The accuracy of the forcing database in $Re_\tau =543$ flow is verified by comparing the state $\hat {\boldsymbol {q}}$ to its resolvent-based prediction $\boldsymbol{\mathsf{R}}\hat {\boldsymbol {f}}$ in figure 4. Such an evaluation has already been performed by Morra et al. (2021) for two dominant structures, and it is here extended to a broader range of wavenumbers. As seen in the figure, the resolvent-based prediction of the response matches the DNS state data for the entire wavenumber span considered.

Figure 4. PSD of the response $\hat {\boldsymbol {q}}$ (solid lines) in comparison to its resolvent-based prediction $\boldsymbol{\mathsf{R}}\hat {\boldsymbol {f}}$ (markers) at $\omega _{max}$ for different Fourier-mode pairs with $\textrm {AR}=6$. Wavelengths plotted are $\rm\lambda _x^+=487$, 569, 683, 853, 1137 and 1706.

The square root of PSD of the wall shear $\tau _z$ calculated at $\omega _{max}$ is shown in figure 5. The amplitude is seen to decrease for increasing $\alpha ^+$ as expected from figure 2. The trend is almost linear for $\alpha ^+>7.4\times 10^{-3}$.

Figure 5. Amplitude spectral density of spanwise wall shear $\tau _z$ at $\omega _{max}$ for different Fourier-mode pairs with $\textrm {AR}=6$.

GIVEN INFORMATION:
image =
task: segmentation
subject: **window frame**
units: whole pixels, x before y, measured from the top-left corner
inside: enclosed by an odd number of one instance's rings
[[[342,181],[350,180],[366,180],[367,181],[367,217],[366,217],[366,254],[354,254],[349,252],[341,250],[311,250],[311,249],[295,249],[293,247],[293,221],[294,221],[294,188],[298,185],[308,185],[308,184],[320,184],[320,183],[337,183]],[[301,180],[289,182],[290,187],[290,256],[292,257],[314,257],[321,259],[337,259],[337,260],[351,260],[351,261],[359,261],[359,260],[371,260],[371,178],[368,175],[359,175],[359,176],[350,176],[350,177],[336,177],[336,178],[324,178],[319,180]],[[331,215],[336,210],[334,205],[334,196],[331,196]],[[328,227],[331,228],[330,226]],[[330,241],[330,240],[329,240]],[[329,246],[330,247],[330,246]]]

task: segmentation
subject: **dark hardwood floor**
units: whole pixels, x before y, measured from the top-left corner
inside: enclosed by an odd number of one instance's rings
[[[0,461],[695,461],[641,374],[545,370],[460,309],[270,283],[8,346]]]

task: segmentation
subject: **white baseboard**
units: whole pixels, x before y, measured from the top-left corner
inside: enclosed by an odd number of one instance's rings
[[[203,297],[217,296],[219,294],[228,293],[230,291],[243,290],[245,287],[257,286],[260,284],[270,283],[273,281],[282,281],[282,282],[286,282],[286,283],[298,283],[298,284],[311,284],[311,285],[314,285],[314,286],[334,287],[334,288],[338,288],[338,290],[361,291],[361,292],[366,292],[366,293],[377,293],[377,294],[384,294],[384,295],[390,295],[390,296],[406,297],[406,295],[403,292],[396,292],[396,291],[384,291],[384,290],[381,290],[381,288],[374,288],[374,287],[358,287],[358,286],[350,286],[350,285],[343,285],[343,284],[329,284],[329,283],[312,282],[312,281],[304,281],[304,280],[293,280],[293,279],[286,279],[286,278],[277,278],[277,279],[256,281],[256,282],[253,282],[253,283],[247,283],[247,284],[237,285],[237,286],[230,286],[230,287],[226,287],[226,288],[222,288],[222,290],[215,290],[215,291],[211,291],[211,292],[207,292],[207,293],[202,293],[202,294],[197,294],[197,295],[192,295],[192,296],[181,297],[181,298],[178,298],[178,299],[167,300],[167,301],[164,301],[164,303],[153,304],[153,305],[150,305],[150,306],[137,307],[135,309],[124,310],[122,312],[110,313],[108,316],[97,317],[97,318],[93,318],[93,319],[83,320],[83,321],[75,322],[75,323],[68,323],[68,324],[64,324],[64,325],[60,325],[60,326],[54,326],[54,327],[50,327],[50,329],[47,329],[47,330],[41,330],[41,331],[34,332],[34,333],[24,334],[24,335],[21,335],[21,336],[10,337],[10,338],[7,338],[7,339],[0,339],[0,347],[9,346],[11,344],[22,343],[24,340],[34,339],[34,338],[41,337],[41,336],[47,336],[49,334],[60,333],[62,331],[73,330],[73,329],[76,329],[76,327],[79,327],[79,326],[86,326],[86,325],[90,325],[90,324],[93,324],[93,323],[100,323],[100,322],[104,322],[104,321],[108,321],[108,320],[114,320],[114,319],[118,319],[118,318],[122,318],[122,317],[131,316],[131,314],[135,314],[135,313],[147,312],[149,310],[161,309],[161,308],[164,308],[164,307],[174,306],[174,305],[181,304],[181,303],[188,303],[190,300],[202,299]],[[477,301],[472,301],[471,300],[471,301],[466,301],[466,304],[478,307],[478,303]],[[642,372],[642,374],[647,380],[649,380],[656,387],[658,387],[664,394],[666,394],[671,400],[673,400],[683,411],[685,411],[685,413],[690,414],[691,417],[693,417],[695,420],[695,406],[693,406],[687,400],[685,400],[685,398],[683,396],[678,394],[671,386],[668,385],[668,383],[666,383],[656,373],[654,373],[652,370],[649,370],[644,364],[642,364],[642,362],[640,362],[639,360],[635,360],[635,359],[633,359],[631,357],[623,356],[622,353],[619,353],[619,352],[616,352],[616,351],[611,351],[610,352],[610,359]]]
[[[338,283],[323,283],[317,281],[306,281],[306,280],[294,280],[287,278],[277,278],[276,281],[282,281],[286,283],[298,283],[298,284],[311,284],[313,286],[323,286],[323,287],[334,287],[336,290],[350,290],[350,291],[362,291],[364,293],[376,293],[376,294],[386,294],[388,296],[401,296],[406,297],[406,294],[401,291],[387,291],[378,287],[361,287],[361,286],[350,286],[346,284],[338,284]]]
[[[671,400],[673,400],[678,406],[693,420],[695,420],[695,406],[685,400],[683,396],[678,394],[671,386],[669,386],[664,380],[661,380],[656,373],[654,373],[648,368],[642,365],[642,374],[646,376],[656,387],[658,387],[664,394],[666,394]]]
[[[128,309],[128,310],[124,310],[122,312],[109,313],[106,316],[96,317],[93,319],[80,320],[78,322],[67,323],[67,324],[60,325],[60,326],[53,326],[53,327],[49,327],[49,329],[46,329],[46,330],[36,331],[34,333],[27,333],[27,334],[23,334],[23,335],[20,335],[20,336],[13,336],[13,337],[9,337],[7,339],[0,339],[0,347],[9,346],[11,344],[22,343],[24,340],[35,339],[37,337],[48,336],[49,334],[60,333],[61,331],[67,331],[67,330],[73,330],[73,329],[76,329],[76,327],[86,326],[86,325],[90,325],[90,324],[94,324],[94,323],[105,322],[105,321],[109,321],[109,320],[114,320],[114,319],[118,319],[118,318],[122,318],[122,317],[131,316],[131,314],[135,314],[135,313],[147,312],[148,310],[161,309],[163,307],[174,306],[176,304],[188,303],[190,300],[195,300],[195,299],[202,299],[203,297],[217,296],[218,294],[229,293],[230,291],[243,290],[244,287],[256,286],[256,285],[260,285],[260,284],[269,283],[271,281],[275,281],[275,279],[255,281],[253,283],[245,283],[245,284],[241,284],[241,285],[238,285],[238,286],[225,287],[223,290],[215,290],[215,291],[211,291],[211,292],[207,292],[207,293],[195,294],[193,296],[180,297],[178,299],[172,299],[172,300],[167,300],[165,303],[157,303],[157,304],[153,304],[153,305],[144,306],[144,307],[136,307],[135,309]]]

WRITTEN EXERCISE 1: List every streamwise wavelength value, λx+, that the resolvent analysis passage gives as plotted in figure 4.
WRITTEN EXERCISE 2: Continue the resolvent analysis passage, starting after its final sentence.
The records were taken from a different source than the resolvent analysis passage.

REPLY 1: 487, 569, 683, 853, 1137, 1706

REPLY 2:
3.3. Wall-attached coherent structures and associated forcing for $\textrm {AR}=6$

We now focus on the wall-attached structures at the peak-energy frequency, $\omega _{max}^+$, for each $(\rm\lambda _x^+,\rm\lambda _z^+)$ pair with AR fixed at 6. The modes are forced to be symmetric in $u$ and $w$ (and anti-symmetric in $v$) about the channel centre in the wall-normal direction by averaging the flow fields in the bottom and the upper halves of the channel (considering a minus sign in $v$), as in Abreu et al. (2020a). In figure 6, wall-shear-associated forcing modes obtained using RESPOD and RBE methods, respectively, and the velocity fields generated by these forcing modes, are shown. Note that the mode amplitudes are adjusted to have unit wall shear. The forcing from the RBE method, $\boldsymbol {\phi }$, shows that the spanwise and wall-normal components of forcing drive the wall-shear dynamics observed in the flow at this AR, while the streamwise component is almost not required. For the forcing from the RESPOD method, $\boldsymbol {\chi }$, on the other hand, the forcing mechanisms that generate wall shear involve to a large extent the streamwise component of forcing, although its overall contribution to wall-shear dynamics can be small, as suggested by the RBE results. This indicates strong cancellations among the responses to different forcing components, similar to the results in Morra et al. (2021). This will be investigated further at the end of this subsection. As discussed earlier, the response $\boldsymbol {\xi }=\boldsymbol{\mathsf{R}}\boldsymbol {\chi }$ yields the velocity field associated with the wall shear. Similarly, $\boldsymbol{\mathsf{R}}\boldsymbol {\phi }$ can be interpreted as best prediction of the correlated velocity field when no data for forcing are available. This amounts to flow estimation using low-rank measurements with the assumption of forcing CSD $\boldsymbol{\mathsf{P}}=\boldsymbol{\mathsf{I}}$, as discussed in Martini et al. (2020). We see that the velocity modes associated with the wall shear are significantly overpredicted when RBE is used.

Figure 6. Comparison of the wall-shear-associated forcing modes obtained by RESPOD (a,e,i) and RBE (b, f,j), and the corresponding velocity fields ((c,g,k) and (d,h,l), respectively), at $\rm\lambda _x^+=341$, 487, 682, 1137 and 1706, with $\rm\lambda _x^+/\rm\lambda _z^+=6$.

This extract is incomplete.